◆ **PROBLEM REQUIREMENTS**: Reproduce the records from the line with "Task: annotate each instance of the terracotta" to the line with "x=798 y=412", substituting "small white vessel" for "small white boat" and leaving everything else unchanged. Give only those lines.

Coordinate annotation records:

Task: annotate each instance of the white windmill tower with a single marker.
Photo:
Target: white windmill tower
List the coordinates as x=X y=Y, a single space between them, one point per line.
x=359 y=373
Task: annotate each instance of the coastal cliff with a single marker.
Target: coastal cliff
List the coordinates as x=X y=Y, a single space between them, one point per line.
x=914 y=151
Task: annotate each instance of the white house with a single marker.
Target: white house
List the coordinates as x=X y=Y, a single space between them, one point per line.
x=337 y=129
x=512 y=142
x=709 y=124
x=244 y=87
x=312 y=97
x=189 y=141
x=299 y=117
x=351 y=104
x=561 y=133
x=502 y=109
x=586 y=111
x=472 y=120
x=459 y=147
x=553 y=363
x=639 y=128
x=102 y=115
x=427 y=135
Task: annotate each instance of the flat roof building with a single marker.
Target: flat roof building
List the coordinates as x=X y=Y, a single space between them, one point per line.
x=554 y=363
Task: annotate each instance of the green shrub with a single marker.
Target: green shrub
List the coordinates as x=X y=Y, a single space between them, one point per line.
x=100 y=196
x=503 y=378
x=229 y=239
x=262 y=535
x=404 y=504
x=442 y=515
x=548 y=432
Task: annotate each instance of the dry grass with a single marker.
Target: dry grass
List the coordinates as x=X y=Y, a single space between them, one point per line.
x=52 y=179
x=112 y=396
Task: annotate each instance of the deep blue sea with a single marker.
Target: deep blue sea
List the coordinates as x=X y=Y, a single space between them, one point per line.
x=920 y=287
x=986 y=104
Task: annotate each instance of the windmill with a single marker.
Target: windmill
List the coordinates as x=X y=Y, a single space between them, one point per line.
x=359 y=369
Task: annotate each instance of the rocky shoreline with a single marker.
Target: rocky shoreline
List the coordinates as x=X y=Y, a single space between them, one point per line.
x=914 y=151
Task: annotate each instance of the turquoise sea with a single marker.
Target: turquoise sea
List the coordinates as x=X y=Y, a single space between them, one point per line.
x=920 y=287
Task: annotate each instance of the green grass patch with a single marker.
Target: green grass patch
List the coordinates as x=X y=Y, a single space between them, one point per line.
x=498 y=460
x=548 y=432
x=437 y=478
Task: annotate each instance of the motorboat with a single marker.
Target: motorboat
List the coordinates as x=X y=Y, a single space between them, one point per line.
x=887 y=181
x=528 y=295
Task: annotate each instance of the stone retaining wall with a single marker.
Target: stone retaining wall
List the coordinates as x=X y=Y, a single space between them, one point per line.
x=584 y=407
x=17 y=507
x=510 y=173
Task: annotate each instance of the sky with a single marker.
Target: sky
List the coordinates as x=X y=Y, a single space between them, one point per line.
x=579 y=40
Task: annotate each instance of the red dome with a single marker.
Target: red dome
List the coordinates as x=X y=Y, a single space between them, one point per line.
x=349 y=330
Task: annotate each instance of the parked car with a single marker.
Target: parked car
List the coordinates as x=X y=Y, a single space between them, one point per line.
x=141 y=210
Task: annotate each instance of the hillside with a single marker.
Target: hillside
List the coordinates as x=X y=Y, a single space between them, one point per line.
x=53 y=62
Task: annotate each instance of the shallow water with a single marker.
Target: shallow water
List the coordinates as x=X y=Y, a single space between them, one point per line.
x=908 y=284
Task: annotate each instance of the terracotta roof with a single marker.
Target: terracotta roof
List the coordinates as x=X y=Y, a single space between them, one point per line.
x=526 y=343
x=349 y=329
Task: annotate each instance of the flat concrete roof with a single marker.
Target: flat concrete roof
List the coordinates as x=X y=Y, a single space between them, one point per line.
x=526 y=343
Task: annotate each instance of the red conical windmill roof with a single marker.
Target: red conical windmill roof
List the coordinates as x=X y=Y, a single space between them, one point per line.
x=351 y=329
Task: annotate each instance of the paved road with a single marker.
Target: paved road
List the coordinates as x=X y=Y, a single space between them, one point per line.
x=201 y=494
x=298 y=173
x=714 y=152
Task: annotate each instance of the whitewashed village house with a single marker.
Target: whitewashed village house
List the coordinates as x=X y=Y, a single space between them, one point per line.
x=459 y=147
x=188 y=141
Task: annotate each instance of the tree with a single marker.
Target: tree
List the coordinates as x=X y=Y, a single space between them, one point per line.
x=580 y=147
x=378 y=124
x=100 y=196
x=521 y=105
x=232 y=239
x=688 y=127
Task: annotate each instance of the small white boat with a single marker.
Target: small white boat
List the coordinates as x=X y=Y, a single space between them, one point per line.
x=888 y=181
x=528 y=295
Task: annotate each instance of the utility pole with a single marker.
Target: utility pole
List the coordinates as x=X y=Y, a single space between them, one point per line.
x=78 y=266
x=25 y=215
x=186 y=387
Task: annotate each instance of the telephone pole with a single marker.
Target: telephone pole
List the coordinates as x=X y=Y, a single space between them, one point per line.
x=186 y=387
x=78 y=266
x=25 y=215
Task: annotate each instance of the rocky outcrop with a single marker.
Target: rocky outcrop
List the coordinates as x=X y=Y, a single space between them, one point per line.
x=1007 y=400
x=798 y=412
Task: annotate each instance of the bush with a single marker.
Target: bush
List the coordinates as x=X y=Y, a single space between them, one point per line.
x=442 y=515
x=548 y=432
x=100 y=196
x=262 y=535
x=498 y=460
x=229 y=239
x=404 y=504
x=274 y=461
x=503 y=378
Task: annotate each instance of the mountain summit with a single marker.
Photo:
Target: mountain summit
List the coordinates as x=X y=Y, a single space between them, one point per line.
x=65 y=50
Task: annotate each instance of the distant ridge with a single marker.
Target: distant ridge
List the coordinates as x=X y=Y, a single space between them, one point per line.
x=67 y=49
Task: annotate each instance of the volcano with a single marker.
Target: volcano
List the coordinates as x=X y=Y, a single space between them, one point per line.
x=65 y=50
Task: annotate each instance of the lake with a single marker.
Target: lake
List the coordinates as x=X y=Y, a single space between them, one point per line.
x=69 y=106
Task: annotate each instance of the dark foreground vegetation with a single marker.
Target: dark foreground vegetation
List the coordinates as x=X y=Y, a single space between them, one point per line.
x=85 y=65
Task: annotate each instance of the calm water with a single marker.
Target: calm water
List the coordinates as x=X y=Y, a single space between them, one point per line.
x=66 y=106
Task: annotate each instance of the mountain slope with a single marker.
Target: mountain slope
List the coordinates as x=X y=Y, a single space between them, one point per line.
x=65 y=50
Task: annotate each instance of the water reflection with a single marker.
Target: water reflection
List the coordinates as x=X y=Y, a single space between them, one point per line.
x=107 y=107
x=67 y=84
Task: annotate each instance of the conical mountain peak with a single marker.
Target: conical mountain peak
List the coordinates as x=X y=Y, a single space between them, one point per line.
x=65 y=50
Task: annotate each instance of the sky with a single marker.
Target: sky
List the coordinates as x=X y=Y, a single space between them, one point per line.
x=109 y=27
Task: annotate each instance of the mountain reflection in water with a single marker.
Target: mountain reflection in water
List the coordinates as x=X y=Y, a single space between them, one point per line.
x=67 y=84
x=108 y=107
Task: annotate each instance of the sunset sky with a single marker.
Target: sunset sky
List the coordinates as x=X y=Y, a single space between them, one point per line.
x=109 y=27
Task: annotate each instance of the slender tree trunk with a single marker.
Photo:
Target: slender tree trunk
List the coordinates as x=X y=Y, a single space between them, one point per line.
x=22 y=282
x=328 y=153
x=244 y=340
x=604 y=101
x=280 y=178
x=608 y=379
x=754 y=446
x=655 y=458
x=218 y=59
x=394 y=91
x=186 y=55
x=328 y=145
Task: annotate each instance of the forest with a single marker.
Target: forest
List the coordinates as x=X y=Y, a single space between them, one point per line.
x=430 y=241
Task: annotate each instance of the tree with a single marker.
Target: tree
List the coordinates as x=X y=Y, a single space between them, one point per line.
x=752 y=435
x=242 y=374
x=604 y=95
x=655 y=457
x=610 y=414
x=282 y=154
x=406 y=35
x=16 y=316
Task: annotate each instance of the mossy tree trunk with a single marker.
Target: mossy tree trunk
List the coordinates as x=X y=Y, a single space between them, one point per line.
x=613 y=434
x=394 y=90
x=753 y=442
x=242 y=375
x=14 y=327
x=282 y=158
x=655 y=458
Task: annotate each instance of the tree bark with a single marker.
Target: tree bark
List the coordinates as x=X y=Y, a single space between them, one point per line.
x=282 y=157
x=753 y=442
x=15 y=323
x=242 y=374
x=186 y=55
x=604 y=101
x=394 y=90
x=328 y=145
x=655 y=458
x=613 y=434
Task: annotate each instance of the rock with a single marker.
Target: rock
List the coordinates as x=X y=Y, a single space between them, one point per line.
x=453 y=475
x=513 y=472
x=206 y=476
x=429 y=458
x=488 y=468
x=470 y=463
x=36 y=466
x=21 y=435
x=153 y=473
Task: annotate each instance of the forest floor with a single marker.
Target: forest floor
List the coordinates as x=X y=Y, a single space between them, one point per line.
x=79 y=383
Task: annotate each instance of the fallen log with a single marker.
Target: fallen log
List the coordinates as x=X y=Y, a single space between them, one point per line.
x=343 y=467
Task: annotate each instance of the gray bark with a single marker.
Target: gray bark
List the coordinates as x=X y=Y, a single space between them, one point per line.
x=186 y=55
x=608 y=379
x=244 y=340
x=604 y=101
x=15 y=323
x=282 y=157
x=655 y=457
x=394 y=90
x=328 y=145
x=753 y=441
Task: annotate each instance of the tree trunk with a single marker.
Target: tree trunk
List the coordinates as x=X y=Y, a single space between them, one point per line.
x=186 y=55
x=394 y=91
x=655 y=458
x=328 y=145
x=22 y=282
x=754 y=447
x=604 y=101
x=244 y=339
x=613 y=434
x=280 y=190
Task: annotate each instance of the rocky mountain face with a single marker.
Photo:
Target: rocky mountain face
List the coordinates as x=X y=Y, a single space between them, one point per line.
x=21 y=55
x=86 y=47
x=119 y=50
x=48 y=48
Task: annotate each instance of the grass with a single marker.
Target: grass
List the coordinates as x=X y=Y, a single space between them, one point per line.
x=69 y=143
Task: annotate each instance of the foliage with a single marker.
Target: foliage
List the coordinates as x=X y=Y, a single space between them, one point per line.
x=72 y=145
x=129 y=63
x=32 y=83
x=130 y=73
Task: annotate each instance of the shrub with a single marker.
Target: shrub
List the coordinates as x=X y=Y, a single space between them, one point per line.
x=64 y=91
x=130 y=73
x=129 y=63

◆ **TASK SOLUTION**:
Task: annotate each instance of the terracotta roof with a single marker.
Target: terracotta roof
List the coordinates as x=X y=Y, a single space between them, one point per line.
x=526 y=343
x=349 y=329
Task: annotate each instance of the flat concrete roof with a single marker.
Target: flat concrete roof
List the coordinates as x=X y=Y, a single space between them, one point per line.
x=526 y=343
Task: annotate each instance of the red conical windmill roof with a single marker.
Target: red conical windmill roof
List the coordinates as x=X y=Y, a single space between them, one point per line.
x=351 y=329
Task: annotate each instance of the paved road with a single marker.
Target: paved road
List the coordinates as x=X y=Y, a single space between them, one point per line.
x=201 y=494
x=298 y=173
x=714 y=152
Task: annotate each instance of the whitewashed village house with a single marker.
Target: whitewashed village house
List the coordinates as x=X y=Y, a single space between them, one point per line.
x=459 y=147
x=188 y=141
Task: annotate each instance of the tree with a single marker.
Target: tree
List the coordinates as x=X y=Y, a single space between them, one point per line.
x=580 y=147
x=378 y=124
x=100 y=196
x=521 y=105
x=232 y=239
x=688 y=127
Task: annotate each instance of the small white vessel with a single marker.
Target: small white vessel
List the coordinates as x=X y=Y, a single space between them, one point per line.
x=888 y=181
x=528 y=295
Task: annotate each instance of the utility pole with a single marker.
Target: utility pole
List the coordinates as x=X y=Y, a single space between them, one point per line.
x=78 y=266
x=25 y=215
x=186 y=387
Task: annotate each instance of the telephone pole with a single marker.
Target: telephone pole
List the coordinates as x=X y=Y, a single space between them, one point per line.
x=186 y=387
x=78 y=266
x=25 y=215
Task: annotate each instance of the rocky outcrop with a single marker.
Target: rocky outcrop
List the coordinates as x=X y=Y, a single space between them, one point per line.
x=1007 y=400
x=798 y=412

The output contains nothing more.